**DESAFÍOS**
(1) Según el texto sobre Isaiah Berlin, ¿de qué filósofo fue discípulo Fichte?
(2) Retoma, por favor, el texto sobre Isaiah Berlin y continúalo a partir de su última oración.

**TEXTO FUENTE**
——————

Otra de las grandes aportaciones de ­Isaiah Berlin se refiere a la historia de las ­ideas. Sus lecturas de los pensadores ilustrados han significado para la filosofía y ­para la ciencia política lo mismo que una lavadora para la ropa sucia. Berlin limpió de adherencias impropias y de lecturas deformadoras el bagaje de la ilustración; y consiguió desvelar errores de interpretación de filósofos ilustrados, y de sus seguidores contemporáneos, demostrando que, paradójicamente, muchas de aquellas visiones a menudo estaban inspiradas no en la razón, sino en creencias heredadas.
Es lo que hace con Immanuel Kant, a quien, en un capítulo de su libro 'el sentido de la realidad', relaciona con el nacionalismo de Herder y Fichte. Berlin desde luego recuerda que, aparentemente, Herder y Kant son antagónicos. Si hay un filósofo de la razón, la universalidad de los valores y del respeto a la alteridad es Kant, mientras que Herder es el abanderado de los vínculos inmutables, basados en valores culturales, tradicionales o raciales contrarios al universalismo. Pero estudiando con detalle sutil la visión kantiana de la naturaleza (contemplada como hipotética causa de perjuicios a la libertad), Berlin demuestra que Kant desarrolla no una visión racional, sino tradicional (de origen pietista, protestante, con componentes de resentimiento alemán) de las relaciones del individuo con la realidad. Esta visión más bien estoica (prescindo de todo lo que puede estorbar mi libertad) acaba promoviendo un resistencialismo del yo que será aprovechado por Fichte, discípulo de Kant, para reivindicar un yo colectivo resistencial, incontaminado, precursor del nacionalismo.

——————

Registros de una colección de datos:
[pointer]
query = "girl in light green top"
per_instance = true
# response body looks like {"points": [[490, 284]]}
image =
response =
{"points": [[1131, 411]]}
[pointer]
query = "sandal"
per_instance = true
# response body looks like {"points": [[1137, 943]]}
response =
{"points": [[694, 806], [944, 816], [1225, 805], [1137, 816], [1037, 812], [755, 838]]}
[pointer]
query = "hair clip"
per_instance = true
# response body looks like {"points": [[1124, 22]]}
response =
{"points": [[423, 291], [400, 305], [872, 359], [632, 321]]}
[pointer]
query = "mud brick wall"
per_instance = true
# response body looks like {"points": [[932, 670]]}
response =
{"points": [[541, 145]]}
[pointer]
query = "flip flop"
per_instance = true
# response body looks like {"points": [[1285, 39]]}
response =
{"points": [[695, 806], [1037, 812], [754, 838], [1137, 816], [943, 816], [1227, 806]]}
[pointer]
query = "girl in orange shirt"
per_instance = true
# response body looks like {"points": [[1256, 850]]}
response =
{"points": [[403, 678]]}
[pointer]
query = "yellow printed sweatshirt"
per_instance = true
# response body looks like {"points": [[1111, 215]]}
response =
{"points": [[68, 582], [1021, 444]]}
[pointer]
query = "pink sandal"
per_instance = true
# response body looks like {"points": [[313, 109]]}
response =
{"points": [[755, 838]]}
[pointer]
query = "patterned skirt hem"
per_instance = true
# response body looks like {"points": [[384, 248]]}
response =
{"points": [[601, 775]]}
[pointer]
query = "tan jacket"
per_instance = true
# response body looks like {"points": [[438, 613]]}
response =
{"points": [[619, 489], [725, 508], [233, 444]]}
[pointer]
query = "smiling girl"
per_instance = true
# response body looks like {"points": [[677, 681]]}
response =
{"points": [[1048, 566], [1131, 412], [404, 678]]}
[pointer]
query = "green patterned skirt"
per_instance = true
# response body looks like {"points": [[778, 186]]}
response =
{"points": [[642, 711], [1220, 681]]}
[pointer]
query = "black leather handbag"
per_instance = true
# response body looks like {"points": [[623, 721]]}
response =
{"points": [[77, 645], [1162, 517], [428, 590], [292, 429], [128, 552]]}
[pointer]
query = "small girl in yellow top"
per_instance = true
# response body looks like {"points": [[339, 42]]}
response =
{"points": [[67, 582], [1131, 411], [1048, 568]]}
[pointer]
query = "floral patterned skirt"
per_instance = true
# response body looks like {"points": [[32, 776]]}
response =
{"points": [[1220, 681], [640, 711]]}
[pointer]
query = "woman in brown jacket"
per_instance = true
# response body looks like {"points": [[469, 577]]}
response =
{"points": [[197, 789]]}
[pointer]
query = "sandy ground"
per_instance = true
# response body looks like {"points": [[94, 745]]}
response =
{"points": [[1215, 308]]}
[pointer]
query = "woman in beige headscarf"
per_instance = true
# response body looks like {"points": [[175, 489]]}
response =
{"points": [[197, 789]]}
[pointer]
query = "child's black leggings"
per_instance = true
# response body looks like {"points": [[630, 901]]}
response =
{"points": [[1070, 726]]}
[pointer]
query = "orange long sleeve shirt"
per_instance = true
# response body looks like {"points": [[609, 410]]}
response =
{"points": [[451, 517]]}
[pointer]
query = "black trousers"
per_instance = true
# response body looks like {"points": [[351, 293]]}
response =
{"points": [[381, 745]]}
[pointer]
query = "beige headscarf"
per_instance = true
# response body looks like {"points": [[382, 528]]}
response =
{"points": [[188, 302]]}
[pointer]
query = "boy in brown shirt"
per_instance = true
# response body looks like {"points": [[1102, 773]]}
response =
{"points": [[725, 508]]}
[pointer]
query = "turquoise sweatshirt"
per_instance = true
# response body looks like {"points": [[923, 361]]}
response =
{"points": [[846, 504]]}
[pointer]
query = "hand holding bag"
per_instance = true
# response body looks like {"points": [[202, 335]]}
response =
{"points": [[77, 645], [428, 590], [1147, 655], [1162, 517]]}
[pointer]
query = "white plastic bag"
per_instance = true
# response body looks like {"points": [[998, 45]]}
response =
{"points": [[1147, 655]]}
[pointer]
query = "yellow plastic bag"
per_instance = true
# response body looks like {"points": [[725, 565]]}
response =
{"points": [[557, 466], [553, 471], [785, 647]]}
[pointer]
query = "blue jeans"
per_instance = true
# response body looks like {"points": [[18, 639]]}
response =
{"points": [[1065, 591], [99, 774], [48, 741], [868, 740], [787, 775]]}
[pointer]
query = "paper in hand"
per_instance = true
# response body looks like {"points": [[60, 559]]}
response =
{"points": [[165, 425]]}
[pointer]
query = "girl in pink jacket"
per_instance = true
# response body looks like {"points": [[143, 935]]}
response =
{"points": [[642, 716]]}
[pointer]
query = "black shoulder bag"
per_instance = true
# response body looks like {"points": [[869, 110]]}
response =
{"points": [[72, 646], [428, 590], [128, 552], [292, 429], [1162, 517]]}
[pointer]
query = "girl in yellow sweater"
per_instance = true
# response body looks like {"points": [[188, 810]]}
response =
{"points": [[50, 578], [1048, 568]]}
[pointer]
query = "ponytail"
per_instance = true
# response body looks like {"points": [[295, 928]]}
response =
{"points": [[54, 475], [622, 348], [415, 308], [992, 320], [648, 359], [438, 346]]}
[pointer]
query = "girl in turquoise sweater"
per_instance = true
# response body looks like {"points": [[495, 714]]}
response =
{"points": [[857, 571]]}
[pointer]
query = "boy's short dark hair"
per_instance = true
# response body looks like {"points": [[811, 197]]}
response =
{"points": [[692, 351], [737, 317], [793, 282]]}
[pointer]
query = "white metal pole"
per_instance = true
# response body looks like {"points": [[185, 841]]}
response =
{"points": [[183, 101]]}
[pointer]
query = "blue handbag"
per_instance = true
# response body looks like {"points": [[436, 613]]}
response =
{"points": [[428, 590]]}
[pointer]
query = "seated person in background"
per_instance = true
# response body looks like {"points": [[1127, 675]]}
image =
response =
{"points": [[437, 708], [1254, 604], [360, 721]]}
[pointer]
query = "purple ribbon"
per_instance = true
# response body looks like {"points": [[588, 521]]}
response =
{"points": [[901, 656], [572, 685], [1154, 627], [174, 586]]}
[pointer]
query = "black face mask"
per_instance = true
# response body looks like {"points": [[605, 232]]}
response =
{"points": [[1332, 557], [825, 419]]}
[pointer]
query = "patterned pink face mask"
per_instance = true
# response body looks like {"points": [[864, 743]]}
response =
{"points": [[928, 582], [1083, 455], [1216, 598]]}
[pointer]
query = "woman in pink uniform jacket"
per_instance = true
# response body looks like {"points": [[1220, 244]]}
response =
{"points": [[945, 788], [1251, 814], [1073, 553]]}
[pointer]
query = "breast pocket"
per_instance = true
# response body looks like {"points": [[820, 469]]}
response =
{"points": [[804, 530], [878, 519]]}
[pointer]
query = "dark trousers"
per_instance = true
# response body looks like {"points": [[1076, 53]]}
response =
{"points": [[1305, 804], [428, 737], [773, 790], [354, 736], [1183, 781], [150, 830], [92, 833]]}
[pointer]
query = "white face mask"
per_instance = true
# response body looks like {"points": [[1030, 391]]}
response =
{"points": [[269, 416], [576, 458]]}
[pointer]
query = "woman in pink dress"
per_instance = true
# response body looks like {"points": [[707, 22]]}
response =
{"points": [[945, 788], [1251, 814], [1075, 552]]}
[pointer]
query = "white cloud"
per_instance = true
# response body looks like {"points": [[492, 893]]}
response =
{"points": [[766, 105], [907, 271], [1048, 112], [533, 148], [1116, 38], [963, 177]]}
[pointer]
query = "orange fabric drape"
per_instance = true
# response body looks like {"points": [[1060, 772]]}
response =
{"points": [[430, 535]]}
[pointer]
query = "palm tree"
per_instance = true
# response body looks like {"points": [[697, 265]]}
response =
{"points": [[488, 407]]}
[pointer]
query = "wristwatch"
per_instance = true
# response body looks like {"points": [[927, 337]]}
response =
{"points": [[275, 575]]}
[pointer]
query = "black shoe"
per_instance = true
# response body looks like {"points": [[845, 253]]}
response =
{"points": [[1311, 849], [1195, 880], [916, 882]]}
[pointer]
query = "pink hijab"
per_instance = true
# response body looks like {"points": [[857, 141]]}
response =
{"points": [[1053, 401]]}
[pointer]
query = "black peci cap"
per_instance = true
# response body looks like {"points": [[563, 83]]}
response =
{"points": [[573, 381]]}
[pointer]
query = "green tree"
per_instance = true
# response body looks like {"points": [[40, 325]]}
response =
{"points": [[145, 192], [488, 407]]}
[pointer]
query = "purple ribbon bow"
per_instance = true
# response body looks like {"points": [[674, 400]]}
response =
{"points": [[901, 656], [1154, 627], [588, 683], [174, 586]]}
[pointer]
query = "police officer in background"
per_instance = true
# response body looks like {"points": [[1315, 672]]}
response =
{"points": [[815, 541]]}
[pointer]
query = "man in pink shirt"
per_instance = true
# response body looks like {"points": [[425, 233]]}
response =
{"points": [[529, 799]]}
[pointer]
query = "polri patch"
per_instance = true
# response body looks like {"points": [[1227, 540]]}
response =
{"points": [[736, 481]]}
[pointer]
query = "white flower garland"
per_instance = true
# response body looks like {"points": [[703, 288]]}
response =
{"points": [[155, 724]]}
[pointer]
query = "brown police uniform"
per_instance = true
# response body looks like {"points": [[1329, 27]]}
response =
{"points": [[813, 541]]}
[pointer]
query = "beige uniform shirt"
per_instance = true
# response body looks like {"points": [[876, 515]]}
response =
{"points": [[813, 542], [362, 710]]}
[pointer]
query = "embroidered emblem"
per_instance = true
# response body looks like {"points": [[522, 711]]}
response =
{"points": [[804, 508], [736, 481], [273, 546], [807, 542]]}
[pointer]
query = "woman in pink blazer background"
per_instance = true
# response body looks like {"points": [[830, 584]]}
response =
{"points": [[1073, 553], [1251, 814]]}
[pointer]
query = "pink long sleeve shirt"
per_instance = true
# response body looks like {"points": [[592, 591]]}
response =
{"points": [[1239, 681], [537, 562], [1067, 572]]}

——————

**LAS RESPUESTAS**
(1) De Immanuel Kant.

(2)
No sé si he sabido explicarlo bien (soy un turista en estas materias). El caso es que este vínculo que Berlin detecta entre Kant y el nacionalismo (él lo explica muy bien y con muchas páginas) me ha recordado la pregunta que siempre planteo, inútilmente, a intelectuales liberales españoles: ¿cómo estáis tan seguros de que no sois nacionalistas? Si resulta que hasta el racionalísimo Kant era deudor de la tradición cultural y religiosa propia, ¿cómo conseguisteis vosotros, coincidiendo en tantos aspectos con la nación española que defiende Vox, que en el humus de dos siglos de nacionalismo (dictaduras incluidas) no germinara ninguna de vuestras emociones?